[Stored records]
----------------
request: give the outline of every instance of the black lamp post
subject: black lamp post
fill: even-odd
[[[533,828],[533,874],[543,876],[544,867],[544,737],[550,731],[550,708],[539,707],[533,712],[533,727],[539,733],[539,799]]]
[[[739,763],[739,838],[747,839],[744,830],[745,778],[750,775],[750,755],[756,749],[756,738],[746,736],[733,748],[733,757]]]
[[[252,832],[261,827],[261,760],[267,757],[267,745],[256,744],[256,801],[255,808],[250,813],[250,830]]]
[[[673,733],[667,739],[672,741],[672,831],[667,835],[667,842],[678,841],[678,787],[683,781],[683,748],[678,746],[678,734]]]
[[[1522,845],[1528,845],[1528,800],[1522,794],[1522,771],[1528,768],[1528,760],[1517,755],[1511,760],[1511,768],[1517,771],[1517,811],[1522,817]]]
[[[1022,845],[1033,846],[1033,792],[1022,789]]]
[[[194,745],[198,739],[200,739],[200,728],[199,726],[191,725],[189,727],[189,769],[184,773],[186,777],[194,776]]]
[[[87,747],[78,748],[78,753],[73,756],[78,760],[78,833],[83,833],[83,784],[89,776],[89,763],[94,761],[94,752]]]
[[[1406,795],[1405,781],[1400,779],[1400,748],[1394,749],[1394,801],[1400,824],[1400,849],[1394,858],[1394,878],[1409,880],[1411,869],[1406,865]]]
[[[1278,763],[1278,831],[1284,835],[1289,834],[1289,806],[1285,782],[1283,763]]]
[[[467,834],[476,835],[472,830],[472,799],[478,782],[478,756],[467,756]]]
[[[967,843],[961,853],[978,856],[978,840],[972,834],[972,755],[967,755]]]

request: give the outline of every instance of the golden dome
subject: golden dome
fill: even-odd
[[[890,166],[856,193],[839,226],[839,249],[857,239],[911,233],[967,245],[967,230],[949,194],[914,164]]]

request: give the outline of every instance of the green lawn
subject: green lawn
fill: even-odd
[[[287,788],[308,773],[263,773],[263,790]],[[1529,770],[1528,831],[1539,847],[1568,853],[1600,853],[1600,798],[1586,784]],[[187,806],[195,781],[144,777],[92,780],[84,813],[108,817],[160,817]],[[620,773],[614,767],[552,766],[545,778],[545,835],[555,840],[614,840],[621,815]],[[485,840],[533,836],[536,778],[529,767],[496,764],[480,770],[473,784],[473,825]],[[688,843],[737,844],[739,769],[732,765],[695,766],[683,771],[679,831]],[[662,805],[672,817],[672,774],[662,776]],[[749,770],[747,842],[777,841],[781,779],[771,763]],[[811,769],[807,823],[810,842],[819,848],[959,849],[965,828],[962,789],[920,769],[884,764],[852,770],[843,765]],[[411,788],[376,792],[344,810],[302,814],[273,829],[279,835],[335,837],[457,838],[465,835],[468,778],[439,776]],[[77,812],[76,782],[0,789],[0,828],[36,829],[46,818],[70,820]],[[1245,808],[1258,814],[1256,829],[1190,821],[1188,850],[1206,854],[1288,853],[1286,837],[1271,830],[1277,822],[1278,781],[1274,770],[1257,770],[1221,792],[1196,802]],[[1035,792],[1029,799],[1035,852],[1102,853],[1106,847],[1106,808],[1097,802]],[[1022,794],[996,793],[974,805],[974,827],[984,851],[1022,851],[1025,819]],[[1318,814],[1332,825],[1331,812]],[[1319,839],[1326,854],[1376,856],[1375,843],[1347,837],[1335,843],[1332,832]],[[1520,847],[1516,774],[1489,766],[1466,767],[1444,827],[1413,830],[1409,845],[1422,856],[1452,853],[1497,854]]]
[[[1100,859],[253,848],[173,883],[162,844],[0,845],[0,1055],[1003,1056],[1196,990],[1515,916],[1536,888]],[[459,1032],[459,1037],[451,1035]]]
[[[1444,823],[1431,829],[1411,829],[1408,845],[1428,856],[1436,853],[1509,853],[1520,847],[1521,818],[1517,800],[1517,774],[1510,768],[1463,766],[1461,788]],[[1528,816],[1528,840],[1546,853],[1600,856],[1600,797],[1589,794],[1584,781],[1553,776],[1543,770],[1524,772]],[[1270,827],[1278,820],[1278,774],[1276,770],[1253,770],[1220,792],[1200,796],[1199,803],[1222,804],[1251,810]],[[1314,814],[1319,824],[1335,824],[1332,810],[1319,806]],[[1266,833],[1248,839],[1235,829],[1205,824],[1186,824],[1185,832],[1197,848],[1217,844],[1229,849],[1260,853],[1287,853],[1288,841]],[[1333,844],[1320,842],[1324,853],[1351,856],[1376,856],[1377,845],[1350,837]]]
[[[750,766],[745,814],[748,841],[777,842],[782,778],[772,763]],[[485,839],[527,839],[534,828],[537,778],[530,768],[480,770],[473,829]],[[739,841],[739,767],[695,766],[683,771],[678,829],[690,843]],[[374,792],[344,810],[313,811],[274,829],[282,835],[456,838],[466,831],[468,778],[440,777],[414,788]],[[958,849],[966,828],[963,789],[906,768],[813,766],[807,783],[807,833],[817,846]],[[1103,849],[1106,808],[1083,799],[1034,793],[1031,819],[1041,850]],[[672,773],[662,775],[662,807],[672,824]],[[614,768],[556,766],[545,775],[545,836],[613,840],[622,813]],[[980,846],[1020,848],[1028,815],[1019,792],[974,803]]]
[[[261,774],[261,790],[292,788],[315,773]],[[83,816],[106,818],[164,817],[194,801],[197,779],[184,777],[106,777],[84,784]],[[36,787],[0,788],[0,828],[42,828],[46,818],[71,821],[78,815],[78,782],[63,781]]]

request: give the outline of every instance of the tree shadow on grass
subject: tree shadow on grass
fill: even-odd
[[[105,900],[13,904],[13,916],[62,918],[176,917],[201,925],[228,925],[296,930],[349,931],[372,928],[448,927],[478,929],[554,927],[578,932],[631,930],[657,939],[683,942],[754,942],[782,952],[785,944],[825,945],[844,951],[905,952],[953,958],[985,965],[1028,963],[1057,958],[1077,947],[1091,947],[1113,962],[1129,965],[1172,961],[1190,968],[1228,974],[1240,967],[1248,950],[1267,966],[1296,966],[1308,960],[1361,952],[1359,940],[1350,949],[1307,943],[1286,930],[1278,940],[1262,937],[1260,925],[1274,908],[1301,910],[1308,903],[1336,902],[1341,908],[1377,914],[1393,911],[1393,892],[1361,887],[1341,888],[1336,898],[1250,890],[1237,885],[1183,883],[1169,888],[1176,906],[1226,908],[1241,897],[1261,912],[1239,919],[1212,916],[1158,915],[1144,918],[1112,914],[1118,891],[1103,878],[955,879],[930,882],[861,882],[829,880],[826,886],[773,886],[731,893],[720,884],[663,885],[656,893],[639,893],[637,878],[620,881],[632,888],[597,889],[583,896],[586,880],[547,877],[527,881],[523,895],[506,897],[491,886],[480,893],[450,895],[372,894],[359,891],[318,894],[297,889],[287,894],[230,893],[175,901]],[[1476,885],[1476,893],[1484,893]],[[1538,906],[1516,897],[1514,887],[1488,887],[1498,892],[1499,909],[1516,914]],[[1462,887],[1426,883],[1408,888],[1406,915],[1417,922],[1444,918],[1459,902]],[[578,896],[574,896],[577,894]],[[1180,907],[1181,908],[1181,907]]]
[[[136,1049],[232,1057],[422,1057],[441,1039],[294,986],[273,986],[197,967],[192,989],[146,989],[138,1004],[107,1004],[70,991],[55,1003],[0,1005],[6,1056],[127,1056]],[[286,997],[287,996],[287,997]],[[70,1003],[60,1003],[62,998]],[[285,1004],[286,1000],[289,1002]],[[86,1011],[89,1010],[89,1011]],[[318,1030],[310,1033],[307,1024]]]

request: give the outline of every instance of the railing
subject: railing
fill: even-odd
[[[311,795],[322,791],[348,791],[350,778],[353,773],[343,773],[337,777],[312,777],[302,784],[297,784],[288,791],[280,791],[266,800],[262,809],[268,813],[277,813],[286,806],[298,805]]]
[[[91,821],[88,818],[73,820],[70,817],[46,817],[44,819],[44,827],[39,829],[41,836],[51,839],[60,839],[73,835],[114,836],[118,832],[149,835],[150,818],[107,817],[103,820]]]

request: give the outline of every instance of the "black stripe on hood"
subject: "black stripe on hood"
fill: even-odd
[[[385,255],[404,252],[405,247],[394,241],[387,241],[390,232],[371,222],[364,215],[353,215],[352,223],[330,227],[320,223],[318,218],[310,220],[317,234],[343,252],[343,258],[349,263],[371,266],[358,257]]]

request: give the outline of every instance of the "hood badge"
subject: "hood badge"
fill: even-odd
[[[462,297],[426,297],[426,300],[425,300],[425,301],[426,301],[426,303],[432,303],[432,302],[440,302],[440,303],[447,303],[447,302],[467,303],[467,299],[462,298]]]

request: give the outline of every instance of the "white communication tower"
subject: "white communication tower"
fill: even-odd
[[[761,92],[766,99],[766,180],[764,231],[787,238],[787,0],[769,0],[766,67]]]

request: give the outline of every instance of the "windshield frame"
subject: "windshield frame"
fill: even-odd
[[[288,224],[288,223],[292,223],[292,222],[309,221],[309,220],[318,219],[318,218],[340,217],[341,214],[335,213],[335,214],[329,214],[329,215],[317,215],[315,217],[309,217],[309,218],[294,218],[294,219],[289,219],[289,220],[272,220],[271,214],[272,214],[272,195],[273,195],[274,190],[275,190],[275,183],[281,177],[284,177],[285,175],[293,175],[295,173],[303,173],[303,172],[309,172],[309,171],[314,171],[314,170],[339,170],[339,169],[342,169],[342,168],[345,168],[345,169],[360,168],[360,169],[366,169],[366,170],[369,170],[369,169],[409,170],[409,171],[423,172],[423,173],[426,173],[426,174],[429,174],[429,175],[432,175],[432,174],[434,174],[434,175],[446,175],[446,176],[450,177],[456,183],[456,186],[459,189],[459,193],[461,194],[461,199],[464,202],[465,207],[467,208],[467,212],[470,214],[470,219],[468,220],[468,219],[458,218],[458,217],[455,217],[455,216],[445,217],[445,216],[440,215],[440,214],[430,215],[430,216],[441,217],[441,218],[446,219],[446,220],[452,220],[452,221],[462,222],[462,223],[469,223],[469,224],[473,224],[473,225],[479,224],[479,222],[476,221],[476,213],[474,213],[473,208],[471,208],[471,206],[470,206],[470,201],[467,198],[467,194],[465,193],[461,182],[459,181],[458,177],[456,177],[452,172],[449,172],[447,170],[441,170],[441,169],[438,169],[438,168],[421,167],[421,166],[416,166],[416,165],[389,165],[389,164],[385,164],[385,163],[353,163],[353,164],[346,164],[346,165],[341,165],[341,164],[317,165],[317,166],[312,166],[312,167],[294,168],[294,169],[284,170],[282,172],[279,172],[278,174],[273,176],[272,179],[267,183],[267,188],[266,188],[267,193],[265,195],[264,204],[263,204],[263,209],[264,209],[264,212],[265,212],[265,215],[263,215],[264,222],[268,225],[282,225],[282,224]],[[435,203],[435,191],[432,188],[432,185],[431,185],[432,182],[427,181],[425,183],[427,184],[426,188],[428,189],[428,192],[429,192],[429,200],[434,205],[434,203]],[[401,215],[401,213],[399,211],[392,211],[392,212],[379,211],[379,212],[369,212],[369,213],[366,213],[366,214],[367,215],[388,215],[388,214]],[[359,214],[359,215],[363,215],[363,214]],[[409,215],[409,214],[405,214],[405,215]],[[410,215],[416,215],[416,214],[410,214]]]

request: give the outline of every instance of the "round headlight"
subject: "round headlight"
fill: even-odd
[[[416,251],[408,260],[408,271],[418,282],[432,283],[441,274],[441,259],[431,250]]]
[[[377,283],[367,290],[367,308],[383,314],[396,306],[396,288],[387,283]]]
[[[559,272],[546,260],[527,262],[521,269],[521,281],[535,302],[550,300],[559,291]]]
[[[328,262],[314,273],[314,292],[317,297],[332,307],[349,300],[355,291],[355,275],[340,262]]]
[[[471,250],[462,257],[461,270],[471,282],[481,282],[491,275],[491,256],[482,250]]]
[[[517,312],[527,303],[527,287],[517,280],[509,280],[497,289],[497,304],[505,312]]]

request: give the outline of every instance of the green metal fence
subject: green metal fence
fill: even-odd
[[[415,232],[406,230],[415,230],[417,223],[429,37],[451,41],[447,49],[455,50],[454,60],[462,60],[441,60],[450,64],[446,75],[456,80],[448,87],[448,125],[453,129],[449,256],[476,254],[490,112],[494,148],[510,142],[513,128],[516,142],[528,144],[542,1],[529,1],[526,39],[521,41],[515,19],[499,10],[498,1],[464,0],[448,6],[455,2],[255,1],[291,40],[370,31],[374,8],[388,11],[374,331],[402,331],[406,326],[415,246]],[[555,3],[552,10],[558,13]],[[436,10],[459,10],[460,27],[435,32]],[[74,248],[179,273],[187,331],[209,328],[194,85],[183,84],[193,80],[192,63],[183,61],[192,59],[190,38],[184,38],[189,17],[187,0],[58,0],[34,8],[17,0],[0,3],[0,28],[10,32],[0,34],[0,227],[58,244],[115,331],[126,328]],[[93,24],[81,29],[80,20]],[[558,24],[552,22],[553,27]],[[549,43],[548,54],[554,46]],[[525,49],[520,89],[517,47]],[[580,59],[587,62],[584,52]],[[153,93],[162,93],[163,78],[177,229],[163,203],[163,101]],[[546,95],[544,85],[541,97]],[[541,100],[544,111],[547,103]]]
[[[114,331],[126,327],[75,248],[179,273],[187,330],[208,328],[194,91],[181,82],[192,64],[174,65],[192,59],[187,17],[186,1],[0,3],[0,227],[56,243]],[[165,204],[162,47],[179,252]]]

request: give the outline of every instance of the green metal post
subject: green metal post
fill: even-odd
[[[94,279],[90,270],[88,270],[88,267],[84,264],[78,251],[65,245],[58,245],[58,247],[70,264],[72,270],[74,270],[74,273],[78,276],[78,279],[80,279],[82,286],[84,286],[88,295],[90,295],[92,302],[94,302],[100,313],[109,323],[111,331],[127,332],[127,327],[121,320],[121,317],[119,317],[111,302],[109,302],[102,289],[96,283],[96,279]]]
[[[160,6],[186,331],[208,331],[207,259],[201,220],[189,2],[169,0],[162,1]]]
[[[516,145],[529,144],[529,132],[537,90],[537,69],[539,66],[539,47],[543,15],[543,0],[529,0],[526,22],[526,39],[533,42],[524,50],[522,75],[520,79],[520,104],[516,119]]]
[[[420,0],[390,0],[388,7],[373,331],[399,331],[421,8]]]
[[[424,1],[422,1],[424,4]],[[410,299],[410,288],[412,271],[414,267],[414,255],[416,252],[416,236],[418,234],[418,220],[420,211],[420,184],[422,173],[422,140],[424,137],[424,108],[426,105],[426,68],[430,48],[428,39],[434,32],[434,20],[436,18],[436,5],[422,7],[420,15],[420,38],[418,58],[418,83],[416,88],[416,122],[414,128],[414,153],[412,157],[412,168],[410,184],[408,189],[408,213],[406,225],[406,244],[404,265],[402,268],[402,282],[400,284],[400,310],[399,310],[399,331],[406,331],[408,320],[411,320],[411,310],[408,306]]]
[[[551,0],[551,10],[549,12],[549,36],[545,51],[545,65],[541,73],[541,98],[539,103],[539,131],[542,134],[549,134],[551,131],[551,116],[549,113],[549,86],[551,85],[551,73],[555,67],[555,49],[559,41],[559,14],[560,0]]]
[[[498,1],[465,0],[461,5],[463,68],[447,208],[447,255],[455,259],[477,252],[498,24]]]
----------------
TASK TO CARRY OUT:
Which lines belong in the answer? Exactly those from the first line of the entries through the line holding "subject: black lamp post", inclusive, copied unchanged.

ANSWER SPACE:
request: give the outline of every instance of the black lamp post
subject: black lamp post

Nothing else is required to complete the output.